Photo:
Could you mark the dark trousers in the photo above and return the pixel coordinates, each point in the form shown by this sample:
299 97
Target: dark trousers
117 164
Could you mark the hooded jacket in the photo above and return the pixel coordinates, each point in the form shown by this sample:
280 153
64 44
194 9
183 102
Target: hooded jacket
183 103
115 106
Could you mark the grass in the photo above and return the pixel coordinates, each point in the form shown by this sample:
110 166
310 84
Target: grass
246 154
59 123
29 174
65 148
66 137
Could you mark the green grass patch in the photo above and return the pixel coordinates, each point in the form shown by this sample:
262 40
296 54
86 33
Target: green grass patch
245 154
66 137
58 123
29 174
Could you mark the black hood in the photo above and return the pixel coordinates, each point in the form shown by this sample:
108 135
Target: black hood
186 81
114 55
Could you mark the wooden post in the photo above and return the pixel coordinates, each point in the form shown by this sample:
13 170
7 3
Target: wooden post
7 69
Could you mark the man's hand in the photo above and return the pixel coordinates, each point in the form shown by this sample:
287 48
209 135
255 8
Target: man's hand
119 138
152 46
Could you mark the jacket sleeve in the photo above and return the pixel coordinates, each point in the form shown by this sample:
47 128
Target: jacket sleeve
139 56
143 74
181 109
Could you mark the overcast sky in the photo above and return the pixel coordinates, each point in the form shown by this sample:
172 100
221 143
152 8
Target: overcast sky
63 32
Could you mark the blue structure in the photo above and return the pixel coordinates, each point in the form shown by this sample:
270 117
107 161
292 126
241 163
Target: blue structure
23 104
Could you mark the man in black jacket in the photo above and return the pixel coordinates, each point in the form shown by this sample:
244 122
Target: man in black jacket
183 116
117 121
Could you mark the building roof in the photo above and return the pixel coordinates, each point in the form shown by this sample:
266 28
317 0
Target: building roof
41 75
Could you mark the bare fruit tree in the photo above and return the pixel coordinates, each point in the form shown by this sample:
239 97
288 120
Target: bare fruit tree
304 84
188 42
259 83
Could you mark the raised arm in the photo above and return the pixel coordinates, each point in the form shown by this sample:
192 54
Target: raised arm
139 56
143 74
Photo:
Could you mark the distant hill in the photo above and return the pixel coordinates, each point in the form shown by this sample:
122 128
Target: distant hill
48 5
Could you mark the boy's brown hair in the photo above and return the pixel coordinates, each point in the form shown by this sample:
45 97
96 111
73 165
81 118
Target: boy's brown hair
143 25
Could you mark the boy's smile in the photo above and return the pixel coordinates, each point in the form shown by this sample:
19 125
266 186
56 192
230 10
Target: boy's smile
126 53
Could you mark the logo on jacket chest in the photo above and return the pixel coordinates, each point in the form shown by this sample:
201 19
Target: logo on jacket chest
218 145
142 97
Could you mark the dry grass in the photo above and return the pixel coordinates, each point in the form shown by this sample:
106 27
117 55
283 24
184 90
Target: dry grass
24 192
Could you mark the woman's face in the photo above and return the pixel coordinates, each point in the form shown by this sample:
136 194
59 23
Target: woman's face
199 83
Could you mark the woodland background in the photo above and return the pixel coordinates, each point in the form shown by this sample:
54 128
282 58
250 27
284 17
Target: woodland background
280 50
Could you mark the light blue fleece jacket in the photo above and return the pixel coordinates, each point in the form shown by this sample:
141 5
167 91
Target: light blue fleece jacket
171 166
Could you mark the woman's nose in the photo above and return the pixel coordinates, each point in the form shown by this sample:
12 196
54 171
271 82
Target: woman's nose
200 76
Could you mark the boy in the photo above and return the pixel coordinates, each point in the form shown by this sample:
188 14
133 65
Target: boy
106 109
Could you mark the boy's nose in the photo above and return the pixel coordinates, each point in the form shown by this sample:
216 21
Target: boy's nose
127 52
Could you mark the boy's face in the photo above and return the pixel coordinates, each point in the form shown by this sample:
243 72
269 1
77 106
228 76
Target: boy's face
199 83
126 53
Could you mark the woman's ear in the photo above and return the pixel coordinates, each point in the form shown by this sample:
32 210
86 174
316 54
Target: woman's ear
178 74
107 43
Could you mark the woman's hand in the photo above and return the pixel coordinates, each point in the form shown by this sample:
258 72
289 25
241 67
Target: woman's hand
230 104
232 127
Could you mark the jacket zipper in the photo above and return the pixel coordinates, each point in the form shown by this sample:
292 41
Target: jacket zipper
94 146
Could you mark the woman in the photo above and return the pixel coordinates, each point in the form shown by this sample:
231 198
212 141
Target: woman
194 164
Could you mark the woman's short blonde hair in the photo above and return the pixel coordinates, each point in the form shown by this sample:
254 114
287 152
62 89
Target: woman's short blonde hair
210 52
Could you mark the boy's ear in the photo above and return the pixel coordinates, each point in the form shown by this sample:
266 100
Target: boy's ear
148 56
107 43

========

### YOUR ASSIGNMENT
Repeat the data. Every word must match.

### SOLUTION TO THIS PROBLEM
Photo:
Could you mark the dark trousers in the photo above and return the pixel coordinates, each point in the form shown by this sample:
299 97
Target: dark trousers
117 164
Could you mark the hooded jacket in the photo above and return the pixel coordinates, each point in the form shown by this sample:
280 153
64 44
194 9
183 102
Target: hooded jacket
183 103
115 106
Could you mark the grass in the photo above and return the pixel coordinates, each point in the form shown by this sample:
110 166
310 84
Target: grass
246 154
59 123
29 174
65 148
66 137
Could you mark the green grass patch in the photo above and return the pixel coordinates, each point in the form shown by this sample:
262 40
296 54
86 33
Target: green grass patch
245 154
66 137
58 123
29 174
Could you mark the black hood in the photo above and return the pixel coordinates, each point in the form shown by this sample:
108 135
Target: black hood
186 81
114 55
Could you mark the wooden post in the photo above and return the pixel coordinates, each point in the form shown by this sample:
13 170
7 3
Target: wooden post
7 69
Could you mark the man's hand in the photo above and return the pixel coordinates, each point in the form shown by this sample:
287 48
209 135
255 8
Target: man's hand
119 138
152 46
Could you mark the jacket sleeve in the photo above and return the pixel coordinates, each point in the form shown by this sample:
47 128
Target: jacket sleeve
139 56
143 74
181 109
Could you mark the overcast sky in the photo above and return the pixel coordinates, each point in the form shown by this sample:
172 100
221 143
152 8
Target: overcast sky
63 32
Could you mark the blue structure in the photo above and return the pixel coordinates, each point in the form shown by this sample:
270 117
107 161
292 126
241 163
Target: blue structure
23 104
Could you mark the man in black jacket in the photo above and return the pixel coordinates, each point in the form shown by this sample:
244 122
Target: man in black jacket
183 116
117 121
Could you mark the building roof in the photo above and return the pixel coordinates, each point in the form shown by this sample:
266 28
317 0
Target: building roof
41 75
Could you mark the bare fruit tree in the photo above and return the pixel coordinates, each point in the form shown by this sample:
239 97
288 120
Target: bare fruit tree
304 84
188 42
259 83
Could you mark the raised arm in the photo above and return the pixel coordinates, each point in the form shown by this sample:
192 54
Target: raised arm
139 56
143 74
Photo:
Could you mark the distant hill in the photo above and return the pixel coordinates, each point in the form shown by this sample:
122 128
Target: distant hill
48 5
Could you mark the boy's brown hair in the photo above and return the pixel coordinates, each point in the form shown by this sample:
45 97
96 111
73 165
81 118
Target: boy's brown hair
143 25
Could you mark the boy's smile in the photo above and return the pixel coordinates, each point in the form shown by this sample:
19 125
266 186
56 192
230 10
Target: boy's smile
126 53
Could you mark the logo on jacket chest in the photo above and return the pixel coordinates, each point in the form shown by this sample:
201 19
Target: logo on jacket chest
218 145
142 97
Could you mark the dry grass in the photo above and return the pixel coordinates, each point in the form shown by this sample:
106 27
117 55
283 24
184 90
Target: dry grass
24 192
Could you mark the woman's face in the photo above and return the pixel coordinates, each point in the form shown by this sample:
136 194
59 23
Target: woman's face
199 83
Could you mark the woodland background in the photo above and return the pixel coordinates, each point in the form shown by this sample:
54 128
282 58
250 27
284 17
Target: woodland background
280 50
Could you mark the light blue fleece jacket in the photo above and return the pixel coordinates, each point in the form shown by this sample:
141 5
167 91
Target: light blue fleece jacket
171 166
Could you mark the woman's nose in the photo above and return the pixel coordinates, each point in the form shown by this sample:
12 196
54 171
271 82
Target: woman's nose
200 76
Could you mark the boy in the photo above and return the pixel coordinates, each point in the form shown by this sample:
188 14
133 65
Target: boy
106 109
Could you mark the boy's nose in the photo above and return the pixel coordinates, each point in the form shown by this sample:
216 21
Target: boy's nose
127 52
Could you mark the boy's face in the photo above and return the pixel coordinates, each point in the form shown by this sample:
243 72
269 1
77 106
228 76
Target: boy's face
199 83
126 53
Could you mark the woman's ear in the photo above and return the pixel coordinates, each point in the form shown by this sample:
32 210
86 174
316 54
Target: woman's ear
178 74
107 43
Could you mark the woman's hand in the photo above and return the pixel coordinates, each point in the form shown by this sample:
258 72
289 25
241 67
Target: woman's hand
230 104
232 127
Could you mark the jacket zipper in the photo above and return the pixel coordinates, each point in the form shown by this sample:
292 41
Target: jacket zipper
94 146
Could you mark the woman in the photo above and return the pixel coordinates, each point in the form shown by this sample:
231 198
212 141
Target: woman
194 164
Could you mark the woman's short blonde hair in the photo above and return the pixel coordinates, each point in the form shown by this sample:
254 114
287 152
62 89
Target: woman's short blonde hair
210 52
Could you mark the boy's ear in the photo above and return the pixel coordinates, each point in the form shown by this sample:
266 100
Target: boy's ear
148 56
107 43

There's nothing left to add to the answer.